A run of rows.
>> BEGIN

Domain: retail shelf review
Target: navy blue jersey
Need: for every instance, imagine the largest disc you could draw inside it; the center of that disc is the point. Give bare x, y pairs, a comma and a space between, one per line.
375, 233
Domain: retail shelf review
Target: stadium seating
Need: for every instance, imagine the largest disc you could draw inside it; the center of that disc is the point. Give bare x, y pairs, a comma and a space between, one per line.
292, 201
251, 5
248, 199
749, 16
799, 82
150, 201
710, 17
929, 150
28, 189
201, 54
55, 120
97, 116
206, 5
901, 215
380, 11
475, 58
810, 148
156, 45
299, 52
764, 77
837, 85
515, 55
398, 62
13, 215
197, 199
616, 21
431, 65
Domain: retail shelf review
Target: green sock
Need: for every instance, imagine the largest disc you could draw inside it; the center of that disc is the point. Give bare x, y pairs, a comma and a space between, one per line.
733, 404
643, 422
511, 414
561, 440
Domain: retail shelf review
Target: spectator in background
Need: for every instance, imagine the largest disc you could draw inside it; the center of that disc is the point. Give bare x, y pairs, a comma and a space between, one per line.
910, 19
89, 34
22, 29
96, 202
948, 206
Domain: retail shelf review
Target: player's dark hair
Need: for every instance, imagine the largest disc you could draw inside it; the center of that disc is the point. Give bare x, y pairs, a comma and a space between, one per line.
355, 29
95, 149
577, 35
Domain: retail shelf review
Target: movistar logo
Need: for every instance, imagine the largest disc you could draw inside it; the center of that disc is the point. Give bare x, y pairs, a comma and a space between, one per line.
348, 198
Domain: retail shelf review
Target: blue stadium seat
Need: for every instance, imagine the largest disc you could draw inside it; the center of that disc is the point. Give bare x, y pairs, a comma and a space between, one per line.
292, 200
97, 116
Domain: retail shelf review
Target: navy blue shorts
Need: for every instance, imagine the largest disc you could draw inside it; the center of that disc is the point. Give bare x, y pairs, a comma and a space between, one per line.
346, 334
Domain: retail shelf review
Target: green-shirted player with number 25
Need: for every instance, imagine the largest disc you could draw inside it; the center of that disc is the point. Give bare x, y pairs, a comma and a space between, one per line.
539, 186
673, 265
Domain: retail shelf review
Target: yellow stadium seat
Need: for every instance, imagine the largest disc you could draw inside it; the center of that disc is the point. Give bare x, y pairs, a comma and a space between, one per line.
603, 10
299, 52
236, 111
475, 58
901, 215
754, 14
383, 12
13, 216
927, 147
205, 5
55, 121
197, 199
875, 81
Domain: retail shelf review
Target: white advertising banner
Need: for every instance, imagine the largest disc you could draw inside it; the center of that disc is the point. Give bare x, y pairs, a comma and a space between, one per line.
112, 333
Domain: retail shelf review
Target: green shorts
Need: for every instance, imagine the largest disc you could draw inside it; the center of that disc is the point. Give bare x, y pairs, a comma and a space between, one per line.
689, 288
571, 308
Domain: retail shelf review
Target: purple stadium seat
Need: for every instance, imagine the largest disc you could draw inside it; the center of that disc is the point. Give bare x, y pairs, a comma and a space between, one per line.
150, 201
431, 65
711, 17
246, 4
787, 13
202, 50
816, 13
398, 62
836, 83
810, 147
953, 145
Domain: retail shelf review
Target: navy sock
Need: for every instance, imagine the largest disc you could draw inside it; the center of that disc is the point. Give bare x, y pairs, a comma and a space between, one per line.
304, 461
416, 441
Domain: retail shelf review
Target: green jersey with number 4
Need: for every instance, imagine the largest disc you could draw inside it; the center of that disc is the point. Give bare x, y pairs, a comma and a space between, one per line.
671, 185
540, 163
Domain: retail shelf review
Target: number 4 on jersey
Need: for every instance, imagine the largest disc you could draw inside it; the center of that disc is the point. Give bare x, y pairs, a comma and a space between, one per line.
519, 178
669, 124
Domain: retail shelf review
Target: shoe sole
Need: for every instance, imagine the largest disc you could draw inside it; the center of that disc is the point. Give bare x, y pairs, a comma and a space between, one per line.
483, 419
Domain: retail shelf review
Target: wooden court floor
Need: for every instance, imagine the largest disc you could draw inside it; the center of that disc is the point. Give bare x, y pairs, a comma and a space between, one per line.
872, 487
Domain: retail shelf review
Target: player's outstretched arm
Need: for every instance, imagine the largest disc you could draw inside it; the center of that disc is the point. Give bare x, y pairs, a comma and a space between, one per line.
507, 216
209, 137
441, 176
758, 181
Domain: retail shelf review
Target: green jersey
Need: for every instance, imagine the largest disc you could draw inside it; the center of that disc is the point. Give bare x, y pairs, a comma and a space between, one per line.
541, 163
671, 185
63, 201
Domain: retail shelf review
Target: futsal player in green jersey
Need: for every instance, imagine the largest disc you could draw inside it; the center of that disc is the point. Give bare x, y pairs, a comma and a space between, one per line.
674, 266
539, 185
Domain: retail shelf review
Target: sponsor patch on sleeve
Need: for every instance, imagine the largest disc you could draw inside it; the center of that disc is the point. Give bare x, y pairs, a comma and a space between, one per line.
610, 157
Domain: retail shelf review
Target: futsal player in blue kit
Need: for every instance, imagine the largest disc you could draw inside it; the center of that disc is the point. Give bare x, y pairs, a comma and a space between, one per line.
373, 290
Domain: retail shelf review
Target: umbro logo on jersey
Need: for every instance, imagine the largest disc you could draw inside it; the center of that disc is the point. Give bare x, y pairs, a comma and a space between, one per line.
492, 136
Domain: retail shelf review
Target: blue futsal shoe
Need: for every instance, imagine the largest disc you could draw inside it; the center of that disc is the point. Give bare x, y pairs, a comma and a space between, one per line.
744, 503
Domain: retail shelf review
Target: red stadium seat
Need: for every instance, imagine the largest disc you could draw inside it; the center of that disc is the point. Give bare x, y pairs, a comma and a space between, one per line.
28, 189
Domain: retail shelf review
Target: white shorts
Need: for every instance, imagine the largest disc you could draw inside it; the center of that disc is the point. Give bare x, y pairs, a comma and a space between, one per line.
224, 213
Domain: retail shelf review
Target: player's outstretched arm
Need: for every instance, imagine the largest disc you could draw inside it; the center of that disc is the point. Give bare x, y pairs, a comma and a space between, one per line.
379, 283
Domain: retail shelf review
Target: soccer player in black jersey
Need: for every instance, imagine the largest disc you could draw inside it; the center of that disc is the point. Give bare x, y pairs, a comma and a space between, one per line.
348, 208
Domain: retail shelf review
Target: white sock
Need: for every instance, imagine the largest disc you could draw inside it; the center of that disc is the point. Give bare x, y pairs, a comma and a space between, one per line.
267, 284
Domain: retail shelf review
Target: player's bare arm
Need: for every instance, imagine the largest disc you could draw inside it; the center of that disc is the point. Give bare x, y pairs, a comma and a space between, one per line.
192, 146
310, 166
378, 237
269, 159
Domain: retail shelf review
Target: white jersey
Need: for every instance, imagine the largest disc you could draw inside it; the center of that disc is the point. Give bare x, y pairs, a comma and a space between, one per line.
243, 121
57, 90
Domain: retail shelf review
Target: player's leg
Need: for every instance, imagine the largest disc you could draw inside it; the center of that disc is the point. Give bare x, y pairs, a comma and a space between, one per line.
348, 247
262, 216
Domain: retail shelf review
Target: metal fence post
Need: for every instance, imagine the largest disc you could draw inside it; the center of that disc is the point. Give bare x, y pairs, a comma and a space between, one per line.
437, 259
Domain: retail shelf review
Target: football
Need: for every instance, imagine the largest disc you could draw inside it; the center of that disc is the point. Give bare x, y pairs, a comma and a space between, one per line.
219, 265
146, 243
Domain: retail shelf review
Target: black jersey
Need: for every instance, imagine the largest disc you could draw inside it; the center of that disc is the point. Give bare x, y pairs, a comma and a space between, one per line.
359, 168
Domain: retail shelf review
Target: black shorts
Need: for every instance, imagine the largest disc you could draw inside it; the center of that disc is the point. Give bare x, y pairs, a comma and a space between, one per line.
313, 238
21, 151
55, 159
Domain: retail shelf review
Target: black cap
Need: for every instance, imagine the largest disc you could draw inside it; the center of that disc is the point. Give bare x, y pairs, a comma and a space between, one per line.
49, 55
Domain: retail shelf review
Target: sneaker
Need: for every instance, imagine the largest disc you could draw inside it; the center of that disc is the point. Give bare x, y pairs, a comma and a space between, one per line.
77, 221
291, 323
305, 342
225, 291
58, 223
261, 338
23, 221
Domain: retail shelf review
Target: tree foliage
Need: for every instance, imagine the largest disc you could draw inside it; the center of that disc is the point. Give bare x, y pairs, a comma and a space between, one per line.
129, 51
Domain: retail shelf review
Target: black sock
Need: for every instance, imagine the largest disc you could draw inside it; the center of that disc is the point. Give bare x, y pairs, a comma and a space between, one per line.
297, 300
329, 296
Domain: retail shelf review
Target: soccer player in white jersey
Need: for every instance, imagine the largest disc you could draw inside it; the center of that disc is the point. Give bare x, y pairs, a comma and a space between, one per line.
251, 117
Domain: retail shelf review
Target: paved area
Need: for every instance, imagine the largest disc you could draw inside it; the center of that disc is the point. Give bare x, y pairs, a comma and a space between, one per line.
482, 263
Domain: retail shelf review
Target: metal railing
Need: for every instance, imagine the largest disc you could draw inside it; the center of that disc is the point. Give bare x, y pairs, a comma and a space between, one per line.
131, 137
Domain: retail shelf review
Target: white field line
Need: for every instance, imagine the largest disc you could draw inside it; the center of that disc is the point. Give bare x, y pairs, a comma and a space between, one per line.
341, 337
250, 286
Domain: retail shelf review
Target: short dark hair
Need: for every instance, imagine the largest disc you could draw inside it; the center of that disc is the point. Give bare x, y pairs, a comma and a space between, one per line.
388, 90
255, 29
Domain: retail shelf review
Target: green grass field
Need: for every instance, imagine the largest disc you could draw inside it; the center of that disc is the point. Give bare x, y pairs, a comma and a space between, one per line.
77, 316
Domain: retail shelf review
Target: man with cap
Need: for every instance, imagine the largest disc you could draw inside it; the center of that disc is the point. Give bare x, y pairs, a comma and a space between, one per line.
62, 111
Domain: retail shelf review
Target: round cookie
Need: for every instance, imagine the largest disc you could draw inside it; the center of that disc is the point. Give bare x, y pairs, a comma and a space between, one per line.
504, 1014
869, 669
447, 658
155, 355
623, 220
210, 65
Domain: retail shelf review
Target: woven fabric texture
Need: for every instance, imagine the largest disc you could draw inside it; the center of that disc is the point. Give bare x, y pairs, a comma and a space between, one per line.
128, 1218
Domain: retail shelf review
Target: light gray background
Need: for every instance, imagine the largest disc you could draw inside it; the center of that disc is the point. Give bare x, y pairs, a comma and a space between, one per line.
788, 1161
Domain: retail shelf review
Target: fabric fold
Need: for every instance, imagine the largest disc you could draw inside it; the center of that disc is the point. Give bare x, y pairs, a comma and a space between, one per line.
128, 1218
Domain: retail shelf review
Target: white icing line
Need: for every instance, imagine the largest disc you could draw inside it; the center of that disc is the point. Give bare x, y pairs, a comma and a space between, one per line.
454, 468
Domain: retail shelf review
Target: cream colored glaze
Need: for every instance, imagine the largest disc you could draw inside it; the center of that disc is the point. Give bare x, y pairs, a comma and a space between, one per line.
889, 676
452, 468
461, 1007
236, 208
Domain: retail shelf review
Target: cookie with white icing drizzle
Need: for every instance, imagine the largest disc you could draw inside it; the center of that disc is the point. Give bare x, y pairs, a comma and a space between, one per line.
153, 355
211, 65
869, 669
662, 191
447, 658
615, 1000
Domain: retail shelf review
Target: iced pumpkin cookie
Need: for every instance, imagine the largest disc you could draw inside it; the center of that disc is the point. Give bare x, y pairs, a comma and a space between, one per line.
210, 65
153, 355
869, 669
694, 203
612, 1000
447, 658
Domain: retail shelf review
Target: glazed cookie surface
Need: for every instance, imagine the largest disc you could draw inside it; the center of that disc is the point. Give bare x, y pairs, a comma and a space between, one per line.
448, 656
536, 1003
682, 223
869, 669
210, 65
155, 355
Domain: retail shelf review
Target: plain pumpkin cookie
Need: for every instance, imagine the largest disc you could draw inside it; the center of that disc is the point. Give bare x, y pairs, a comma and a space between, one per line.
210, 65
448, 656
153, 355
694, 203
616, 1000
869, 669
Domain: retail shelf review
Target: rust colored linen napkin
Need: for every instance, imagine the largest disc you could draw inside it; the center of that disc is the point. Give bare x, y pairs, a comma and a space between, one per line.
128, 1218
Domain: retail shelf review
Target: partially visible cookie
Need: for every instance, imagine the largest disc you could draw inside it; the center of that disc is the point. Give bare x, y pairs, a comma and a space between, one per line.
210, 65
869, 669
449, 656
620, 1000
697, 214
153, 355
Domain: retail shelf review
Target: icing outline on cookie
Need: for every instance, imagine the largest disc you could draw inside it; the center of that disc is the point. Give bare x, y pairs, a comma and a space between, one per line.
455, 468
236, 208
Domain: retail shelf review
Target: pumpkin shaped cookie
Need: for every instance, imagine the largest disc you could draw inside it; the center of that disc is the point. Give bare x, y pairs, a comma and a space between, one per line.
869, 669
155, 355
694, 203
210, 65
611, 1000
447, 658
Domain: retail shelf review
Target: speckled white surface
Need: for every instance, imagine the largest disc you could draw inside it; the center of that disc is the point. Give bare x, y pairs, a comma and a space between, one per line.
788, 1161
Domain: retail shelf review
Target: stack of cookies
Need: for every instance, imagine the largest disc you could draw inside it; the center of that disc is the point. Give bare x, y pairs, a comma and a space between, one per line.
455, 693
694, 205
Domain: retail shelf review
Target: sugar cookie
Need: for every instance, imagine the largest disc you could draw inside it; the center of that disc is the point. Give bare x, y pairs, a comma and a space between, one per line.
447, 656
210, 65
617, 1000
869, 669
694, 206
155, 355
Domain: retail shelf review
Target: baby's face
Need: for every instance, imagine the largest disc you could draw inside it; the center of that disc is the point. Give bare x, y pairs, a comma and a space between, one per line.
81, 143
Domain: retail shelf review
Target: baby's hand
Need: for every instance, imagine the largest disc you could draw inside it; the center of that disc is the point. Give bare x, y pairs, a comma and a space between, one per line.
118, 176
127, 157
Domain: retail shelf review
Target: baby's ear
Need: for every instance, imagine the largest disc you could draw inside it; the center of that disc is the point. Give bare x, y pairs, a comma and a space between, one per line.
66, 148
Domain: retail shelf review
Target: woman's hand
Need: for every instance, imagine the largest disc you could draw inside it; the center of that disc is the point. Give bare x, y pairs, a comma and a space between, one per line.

>> END

Return every line of the rows above that contains the word "black".

Target: soccer player in black jersey
Target: black jersey
Target: black shorts
Target: black cap
Target: black sock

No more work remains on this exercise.